Records for this exercise:

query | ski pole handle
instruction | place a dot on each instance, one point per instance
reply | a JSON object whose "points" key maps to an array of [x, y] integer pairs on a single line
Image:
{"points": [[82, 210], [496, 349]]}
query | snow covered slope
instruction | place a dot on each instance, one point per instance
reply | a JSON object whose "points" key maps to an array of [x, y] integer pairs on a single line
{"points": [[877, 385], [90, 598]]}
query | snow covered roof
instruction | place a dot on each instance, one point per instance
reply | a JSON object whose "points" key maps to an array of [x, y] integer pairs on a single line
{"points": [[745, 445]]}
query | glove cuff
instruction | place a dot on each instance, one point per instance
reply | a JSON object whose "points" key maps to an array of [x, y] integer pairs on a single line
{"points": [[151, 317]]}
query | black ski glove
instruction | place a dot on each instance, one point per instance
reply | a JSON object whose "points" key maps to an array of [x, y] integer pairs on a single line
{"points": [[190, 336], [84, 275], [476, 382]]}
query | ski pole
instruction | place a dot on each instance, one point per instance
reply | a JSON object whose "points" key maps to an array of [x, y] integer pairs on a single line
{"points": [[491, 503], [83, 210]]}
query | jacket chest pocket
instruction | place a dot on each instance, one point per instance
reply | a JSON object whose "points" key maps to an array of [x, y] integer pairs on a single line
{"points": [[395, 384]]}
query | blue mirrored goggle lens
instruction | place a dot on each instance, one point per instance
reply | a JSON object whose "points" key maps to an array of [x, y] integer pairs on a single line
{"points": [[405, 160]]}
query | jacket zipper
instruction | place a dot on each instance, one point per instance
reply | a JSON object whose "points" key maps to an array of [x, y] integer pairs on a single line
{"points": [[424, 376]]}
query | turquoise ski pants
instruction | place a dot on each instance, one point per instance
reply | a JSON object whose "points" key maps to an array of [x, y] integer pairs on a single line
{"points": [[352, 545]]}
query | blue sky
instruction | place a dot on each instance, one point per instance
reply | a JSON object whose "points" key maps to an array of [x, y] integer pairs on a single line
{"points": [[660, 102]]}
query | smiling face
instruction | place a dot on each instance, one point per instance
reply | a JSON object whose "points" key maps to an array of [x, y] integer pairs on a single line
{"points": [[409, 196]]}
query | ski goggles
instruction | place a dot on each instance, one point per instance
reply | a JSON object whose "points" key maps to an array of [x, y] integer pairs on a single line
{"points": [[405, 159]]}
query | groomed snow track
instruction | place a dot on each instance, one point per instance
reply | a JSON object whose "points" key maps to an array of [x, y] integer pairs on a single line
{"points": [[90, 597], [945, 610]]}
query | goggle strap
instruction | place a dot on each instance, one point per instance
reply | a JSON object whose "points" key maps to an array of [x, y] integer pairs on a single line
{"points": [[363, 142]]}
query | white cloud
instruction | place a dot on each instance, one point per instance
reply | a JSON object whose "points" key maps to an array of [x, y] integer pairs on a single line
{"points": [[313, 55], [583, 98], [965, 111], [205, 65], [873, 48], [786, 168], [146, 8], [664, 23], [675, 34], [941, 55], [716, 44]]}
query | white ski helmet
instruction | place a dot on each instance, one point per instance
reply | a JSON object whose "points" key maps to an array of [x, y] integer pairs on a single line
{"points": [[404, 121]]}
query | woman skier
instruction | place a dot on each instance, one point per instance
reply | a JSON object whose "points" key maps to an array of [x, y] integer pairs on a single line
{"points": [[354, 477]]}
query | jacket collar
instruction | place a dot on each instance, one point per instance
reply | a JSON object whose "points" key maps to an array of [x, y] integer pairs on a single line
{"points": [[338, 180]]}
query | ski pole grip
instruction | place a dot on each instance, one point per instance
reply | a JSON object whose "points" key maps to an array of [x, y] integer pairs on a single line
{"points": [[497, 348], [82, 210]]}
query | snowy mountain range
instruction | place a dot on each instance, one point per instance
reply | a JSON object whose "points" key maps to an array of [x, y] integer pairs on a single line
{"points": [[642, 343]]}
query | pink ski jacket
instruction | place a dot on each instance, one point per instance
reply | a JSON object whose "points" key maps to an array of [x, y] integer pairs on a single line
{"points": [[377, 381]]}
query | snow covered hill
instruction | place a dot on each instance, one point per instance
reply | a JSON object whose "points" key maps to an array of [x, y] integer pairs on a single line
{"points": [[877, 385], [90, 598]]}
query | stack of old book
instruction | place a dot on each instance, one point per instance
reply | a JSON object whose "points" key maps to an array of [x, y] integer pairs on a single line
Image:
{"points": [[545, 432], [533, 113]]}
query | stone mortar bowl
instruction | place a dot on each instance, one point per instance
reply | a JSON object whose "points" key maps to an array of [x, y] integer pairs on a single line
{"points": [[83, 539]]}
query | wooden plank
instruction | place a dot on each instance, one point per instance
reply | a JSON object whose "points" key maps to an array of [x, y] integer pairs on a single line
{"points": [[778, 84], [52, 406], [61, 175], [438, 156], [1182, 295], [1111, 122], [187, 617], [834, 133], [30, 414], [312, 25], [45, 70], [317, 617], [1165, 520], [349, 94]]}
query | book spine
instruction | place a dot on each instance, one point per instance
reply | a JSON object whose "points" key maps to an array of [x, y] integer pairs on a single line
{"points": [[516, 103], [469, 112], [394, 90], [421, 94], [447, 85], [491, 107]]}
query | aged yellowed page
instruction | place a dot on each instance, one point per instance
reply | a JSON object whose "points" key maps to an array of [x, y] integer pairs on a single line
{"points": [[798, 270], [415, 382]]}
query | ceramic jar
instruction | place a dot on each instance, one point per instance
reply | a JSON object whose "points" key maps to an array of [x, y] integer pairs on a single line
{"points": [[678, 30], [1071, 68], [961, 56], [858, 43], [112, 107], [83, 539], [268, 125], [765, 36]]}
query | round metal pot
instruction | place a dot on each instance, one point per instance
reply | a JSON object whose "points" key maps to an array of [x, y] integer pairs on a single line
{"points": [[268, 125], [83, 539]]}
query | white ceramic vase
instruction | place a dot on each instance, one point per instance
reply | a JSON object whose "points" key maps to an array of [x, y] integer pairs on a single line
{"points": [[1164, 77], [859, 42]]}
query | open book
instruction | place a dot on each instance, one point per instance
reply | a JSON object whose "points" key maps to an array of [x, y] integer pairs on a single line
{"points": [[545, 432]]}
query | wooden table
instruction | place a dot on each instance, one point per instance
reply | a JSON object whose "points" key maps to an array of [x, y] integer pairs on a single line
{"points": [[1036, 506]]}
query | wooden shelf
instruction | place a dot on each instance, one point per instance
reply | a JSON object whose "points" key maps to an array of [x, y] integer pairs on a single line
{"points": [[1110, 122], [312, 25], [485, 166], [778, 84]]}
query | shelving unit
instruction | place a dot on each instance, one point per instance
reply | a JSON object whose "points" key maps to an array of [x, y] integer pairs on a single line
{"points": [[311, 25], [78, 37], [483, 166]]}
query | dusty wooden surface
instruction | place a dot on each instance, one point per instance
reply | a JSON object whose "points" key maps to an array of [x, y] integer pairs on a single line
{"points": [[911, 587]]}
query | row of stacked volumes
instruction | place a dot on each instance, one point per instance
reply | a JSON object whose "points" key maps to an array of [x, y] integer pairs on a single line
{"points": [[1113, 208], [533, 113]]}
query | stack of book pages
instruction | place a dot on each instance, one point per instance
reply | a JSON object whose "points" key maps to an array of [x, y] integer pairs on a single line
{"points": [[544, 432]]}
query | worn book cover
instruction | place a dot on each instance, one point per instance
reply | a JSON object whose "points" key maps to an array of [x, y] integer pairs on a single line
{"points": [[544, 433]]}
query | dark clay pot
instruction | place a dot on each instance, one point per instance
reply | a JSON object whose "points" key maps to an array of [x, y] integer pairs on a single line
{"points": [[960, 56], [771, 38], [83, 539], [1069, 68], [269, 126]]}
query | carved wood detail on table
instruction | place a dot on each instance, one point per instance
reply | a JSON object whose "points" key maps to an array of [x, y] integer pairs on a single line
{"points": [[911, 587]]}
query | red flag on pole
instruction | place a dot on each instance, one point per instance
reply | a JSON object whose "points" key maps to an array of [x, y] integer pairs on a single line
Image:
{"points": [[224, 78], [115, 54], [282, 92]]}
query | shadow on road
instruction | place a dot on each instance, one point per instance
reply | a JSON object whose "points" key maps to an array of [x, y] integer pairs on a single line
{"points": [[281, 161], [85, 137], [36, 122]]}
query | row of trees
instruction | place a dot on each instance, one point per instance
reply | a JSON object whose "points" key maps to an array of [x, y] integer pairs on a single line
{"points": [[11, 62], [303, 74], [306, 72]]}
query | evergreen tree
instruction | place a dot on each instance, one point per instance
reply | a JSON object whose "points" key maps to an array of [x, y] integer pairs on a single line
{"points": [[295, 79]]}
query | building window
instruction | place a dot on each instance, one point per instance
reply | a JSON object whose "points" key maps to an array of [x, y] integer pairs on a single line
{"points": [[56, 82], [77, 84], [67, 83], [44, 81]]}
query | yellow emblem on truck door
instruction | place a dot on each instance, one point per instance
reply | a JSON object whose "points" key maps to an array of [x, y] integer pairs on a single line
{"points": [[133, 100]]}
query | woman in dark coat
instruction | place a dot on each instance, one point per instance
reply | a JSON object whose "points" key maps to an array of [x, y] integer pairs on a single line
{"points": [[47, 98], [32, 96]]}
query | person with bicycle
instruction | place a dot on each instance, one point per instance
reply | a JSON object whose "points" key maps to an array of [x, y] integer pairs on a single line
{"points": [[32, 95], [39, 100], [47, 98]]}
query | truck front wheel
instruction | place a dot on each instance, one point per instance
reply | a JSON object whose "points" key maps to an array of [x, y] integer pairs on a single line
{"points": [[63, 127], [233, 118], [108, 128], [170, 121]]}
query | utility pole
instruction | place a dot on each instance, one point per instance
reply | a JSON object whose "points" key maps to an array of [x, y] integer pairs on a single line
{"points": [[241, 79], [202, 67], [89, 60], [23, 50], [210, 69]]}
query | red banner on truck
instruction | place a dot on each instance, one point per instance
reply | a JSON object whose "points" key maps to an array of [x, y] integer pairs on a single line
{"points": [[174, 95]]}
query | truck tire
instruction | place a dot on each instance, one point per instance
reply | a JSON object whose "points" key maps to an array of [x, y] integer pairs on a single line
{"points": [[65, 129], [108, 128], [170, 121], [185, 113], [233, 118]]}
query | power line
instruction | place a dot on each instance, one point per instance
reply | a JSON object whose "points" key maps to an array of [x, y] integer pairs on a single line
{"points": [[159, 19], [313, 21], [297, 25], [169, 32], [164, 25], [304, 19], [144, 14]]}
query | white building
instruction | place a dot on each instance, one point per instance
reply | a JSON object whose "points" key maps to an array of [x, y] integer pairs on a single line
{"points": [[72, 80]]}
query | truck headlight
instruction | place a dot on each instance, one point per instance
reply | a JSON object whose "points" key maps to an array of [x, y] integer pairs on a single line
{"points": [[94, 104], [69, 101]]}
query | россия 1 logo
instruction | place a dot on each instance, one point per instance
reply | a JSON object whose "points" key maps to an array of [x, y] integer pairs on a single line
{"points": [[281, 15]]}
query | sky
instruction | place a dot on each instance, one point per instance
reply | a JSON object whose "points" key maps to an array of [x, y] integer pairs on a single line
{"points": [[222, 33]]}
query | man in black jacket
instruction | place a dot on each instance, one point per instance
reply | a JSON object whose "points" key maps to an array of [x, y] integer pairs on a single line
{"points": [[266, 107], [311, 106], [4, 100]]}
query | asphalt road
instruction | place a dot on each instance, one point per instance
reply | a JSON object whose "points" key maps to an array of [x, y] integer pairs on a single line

What you are asked to do: Select every line of the material above holding the word "blue" and copy it.

Task answer:
query | blue mirrored goggle lens
query | blue sky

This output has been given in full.